-- START OF Records --

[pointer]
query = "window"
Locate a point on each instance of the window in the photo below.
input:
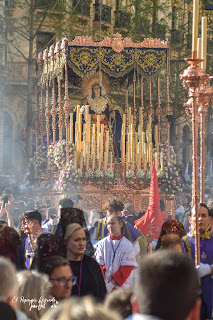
(44, 39)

-- END OF Records --

» Exercise prompt
Please rewrite all of the data above as a two-column CSV with the headers instruction and answer, using one row per item. Put each text and its answer in a single quoted field with line breaks replaced by spaces, and leave the pictures out.

» Written solution
instruction,answer
"[pointer] query = ""window"" Locate a point on each instance of the window in the photo below. input:","(44, 39)"